■ **TEXTO FUENTE**
# # # # # # #
Aún con respecto a Cuba: el ‘caso Padilla’ fue el detonante de su ruptura. Y produjo fracturas indeseables, que también fueron resquebrajando el ‘boom’…

Sí, digamos que había una ficción que subrayaba la gran unidad existente en la política y en la amistad. A partir de la crisis desatada por el caso Padilla aflora a la superficie una realidad que ya se gestaba hacía mucho tiempo. Entonces vino la hora de las definiciones, de las firmas, de las preguntas: ¿estás a favor o en contra? Y hubo quienes estábamos en contra, y otros no quisieron pronunciarse.

¿Eso está en la raíz de su enemistad con Gabriel García Márquez?

De ese tema no hablo.

El ‘boom’ fue una época feliz de la literatura latinoamericana. ¿Qué le dio a la literatura en español?

Para mí supuso descubrir de pronto que los escritores latinoamericanos formábamos una comunidad que era reconocida fuera de nuestras fronteras de una manera entusiasta. Siempre habíamos sido los inexistentes. ¡Y de una manera imprevista pasamos a estar en el vértice de toda una vida cultural! Fue un gran estímulo. Cuando vivíamos en Barcelona, a principios de los setenta, venían decenas de jovencitos, como nosotros habíamos ido a París, pensando que aquí se hacía la literatura. Se rompen fronteras, y se vive una época dorada, de grandes entusiasmos, también políticos.

¿Y qué dejó el ‘boom’?

Una puerta abierta en la lengua española para la literatura. Gracias al boom, ya no hay fronteras en la literatura en español.

¿Con qué libros del ‘boom’ se queda?
# # # # # # #
■ **DATOS**
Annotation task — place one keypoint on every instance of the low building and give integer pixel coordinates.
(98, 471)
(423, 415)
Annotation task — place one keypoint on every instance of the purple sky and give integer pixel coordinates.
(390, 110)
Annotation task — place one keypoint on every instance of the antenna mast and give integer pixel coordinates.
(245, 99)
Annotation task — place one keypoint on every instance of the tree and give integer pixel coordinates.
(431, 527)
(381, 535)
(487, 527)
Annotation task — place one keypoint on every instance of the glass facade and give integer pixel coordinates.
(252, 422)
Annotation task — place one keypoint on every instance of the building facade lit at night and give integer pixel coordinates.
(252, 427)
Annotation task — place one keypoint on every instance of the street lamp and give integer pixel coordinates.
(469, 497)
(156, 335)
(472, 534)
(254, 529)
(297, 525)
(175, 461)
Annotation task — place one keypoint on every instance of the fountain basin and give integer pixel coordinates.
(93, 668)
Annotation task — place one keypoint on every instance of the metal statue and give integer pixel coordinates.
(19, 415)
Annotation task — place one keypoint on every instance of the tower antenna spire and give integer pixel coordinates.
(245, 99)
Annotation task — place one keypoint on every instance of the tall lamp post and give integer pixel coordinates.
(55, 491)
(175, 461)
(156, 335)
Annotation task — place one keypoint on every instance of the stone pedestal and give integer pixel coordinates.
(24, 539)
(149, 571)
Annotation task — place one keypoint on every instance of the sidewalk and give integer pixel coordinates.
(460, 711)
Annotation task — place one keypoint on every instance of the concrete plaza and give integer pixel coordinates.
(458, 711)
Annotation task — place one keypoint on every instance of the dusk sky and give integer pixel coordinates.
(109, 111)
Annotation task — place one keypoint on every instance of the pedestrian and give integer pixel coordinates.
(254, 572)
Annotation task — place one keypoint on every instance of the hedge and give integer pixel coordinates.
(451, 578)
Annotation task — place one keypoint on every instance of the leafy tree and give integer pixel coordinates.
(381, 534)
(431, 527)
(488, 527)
# # # # # # #
■ **OBJETIVOS**
1 > Según la entrevista sobre el boom, ¿en qué ciudad vivían a principios de los setenta?
2 > Copia solo las filas de los datos, empezando por la línea que contiene "facade and give integer pixel coordinates." y siguiendo hasta el final de las filas, y cambia "pedestrian" por "person" sin alterar nada más.

■ **SOLUCIONES**
1 > En Barcelona.

2 >
Annotation task — place one keypoint on every instance of the glass facade and give integer pixel coordinates.
(252, 422)
Annotation task — place one keypoint on every instance of the building facade lit at night and give integer pixel coordinates.
(252, 427)
Annotation task — place one keypoint on every instance of the street lamp and give integer pixel coordinates.
(469, 497)
(156, 335)
(472, 534)
(254, 529)
(297, 525)
(175, 461)
Annotation task — place one keypoint on every instance of the fountain basin and give integer pixel coordinates.
(93, 668)
Annotation task — place one keypoint on every instance of the metal statue and give integer pixel coordinates.
(19, 415)
Annotation task — place one keypoint on every instance of the tower antenna spire and give integer pixel coordinates.
(245, 99)
Annotation task — place one keypoint on every instance of the tall lamp post and give integer pixel coordinates.
(55, 491)
(175, 461)
(156, 335)
Annotation task — place one keypoint on every instance of the stone pedestal and give integer pixel coordinates.
(24, 539)
(149, 571)
Annotation task — place one keypoint on every instance of the sidewalk and give integer pixel coordinates.
(460, 711)
Annotation task — place one keypoint on every instance of the concrete plaza and give integer pixel coordinates.
(458, 711)
Annotation task — place one keypoint on every instance of the dusk sky and give integer pixel coordinates.
(109, 111)
Annotation task — place one keypoint on every instance of the person and give integer pixel coordinates.
(254, 572)
Annotation task — place one keypoint on every instance of the hedge and give integer pixel coordinates.
(451, 578)
Annotation task — place one keypoint on every instance of the leafy tree and give integer pixel coordinates.
(381, 534)
(431, 527)
(488, 527)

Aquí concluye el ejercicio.